§ The task
Copy out the entries exactly, from the first line to the last.

§ Exercise input

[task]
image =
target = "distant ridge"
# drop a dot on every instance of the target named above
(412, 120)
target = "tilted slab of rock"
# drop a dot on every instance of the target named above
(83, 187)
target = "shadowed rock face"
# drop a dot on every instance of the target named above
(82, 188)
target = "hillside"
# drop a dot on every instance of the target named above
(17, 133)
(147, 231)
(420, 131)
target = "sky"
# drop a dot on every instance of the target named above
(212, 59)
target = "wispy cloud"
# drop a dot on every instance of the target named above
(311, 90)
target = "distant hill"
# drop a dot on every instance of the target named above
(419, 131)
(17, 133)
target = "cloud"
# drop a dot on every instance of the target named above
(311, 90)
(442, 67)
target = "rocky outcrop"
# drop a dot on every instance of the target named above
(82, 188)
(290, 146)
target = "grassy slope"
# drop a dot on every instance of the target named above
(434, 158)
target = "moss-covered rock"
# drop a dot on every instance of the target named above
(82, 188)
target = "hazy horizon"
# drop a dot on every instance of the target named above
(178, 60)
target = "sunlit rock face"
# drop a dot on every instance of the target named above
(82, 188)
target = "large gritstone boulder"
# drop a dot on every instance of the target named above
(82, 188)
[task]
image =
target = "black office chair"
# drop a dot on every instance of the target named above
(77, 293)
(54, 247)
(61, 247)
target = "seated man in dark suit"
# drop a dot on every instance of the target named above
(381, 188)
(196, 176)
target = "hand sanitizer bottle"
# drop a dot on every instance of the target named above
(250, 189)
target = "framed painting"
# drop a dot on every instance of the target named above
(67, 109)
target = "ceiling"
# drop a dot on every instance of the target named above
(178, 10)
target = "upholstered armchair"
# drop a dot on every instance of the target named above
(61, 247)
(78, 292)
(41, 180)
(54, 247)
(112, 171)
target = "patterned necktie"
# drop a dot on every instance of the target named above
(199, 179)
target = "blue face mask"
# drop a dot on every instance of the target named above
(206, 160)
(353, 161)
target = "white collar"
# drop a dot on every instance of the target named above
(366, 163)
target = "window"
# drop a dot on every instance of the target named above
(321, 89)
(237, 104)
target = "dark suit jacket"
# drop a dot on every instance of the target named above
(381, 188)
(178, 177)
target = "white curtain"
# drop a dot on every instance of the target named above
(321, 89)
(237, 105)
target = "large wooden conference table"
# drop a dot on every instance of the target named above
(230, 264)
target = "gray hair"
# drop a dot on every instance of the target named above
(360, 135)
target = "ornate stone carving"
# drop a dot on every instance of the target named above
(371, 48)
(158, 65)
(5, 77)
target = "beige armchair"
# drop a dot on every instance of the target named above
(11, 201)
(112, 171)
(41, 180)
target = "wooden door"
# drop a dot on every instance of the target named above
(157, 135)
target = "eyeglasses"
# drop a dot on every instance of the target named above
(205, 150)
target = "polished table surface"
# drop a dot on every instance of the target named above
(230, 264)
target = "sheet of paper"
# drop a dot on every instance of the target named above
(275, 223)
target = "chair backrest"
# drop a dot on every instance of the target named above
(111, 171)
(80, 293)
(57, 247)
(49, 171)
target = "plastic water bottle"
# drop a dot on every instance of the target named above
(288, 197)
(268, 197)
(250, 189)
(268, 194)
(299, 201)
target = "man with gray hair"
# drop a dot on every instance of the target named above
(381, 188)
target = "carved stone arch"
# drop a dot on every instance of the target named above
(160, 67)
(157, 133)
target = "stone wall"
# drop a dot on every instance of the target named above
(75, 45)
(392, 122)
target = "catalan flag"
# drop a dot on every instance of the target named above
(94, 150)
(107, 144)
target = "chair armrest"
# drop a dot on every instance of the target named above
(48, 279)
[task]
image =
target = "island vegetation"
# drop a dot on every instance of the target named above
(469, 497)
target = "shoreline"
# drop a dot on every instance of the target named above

§ Task output
[task]
image =
target = "distant ridge"
# drop a dot on every instance of the target named above
(412, 120)
target = "tilted slab of rock"
# drop a dot on every instance of the target named above
(83, 187)
target = "shadowed rock face"
# drop a dot on every instance of the target named above
(82, 188)
target = "hillside"
# drop a dot on every instance of the target named above
(17, 133)
(147, 231)
(420, 131)
target = "sky"
# drop a dot on every instance of the target named above
(212, 59)
target = "wispy cloud"
# drop a dot on every instance of the target named above
(311, 90)
target = "distant hill"
# drop a dot on every instance of the target named above
(419, 131)
(17, 133)
target = "cloud"
# drop a dot on every instance of the target named above
(311, 90)
(442, 67)
target = "rocky outcrop"
# drop a dot on every instance of the target named above
(82, 188)
(290, 146)
target = "grassy slope"
# drop a dot on every instance of the target named above
(434, 158)
target = "moss-covered rock"
# drop a dot on every instance of the target named above
(82, 188)
target = "hazy horizon"
# drop a dot on every instance of the target named above
(178, 60)
target = "sunlit rock face"
# drop a dot on every instance of the target named above
(82, 188)
target = "large gritstone boulder"
# drop a dot on every instance of the target named above
(82, 188)
[task]
image =
target = "black office chair"
# drop a dot on every instance of the target named above
(77, 293)
(54, 247)
(61, 247)
target = "seated man in dark suit"
# drop a dot on every instance of the target named above
(381, 188)
(196, 176)
target = "hand sanitizer bottle"
# drop a dot on every instance of the target named above
(250, 189)
target = "framed painting"
# drop a dot on every instance of the target named above
(67, 109)
target = "ceiling"
# drop a dot on every instance of the target named above
(178, 10)
target = "upholstered armchair"
# drop a dot on every instance of the target named above
(61, 247)
(78, 292)
(41, 180)
(54, 247)
(112, 171)
target = "patterned necktie"
# drop a dot on every instance of the target named above
(199, 179)
target = "blue face mask"
# drop a dot on every instance of the target named above
(206, 160)
(353, 161)
target = "white collar"
# drop a dot on every instance of the target named above
(366, 163)
target = "window"
# drop a dot on every instance of the target named above
(321, 89)
(237, 104)
target = "dark suit jacket"
# drop a dot on every instance of the target named above
(381, 188)
(178, 177)
target = "white curtain"
# drop a dot on every instance of the target named above
(321, 89)
(237, 105)
target = "large wooden conference table"
# drop a dot on every instance of the target named above
(230, 264)
target = "gray hair"
# drop a dot on every instance of the target named above
(360, 135)
target = "ornate stone carving"
# drop a dot on every instance of the target named above
(371, 48)
(158, 65)
(5, 77)
target = "beige armchair"
# drop a dot on every instance of the target named above
(11, 201)
(112, 171)
(41, 180)
target = "wooden door"
# drop a dot on every instance of the target named above
(157, 135)
target = "eyeglasses"
# drop a dot on every instance of the target named above
(205, 150)
target = "polished table surface"
# drop a dot on every instance of the target named above
(230, 264)
target = "sheet of paper"
# drop a dot on every instance of the target named above
(275, 223)
target = "chair backrest"
# drop a dot on every instance of the target named above
(111, 171)
(80, 293)
(57, 247)
(49, 171)
target = "plastic water bottle"
# drop a dot on every instance of the target named above
(288, 197)
(268, 197)
(250, 189)
(268, 194)
(299, 201)
target = "man with gray hair"
# drop a dot on every instance of the target named above
(381, 188)
target = "carved stone arch"
# drop a dot on every instance of the target named above
(160, 67)
(157, 133)
target = "stone wall"
# drop a dot on every instance of the target named above
(75, 45)
(392, 122)
target = "catalan flag"
# drop a dot on every instance of the target named above
(94, 150)
(107, 144)
target = "chair armrest"
# drop a dot on every instance of the target named above
(48, 279)
[task]
image =
target = "island vegetation"
# drop a dot on every instance of the target named above
(469, 497)
target = "shoreline"
# drop a dot on every instance of the target named above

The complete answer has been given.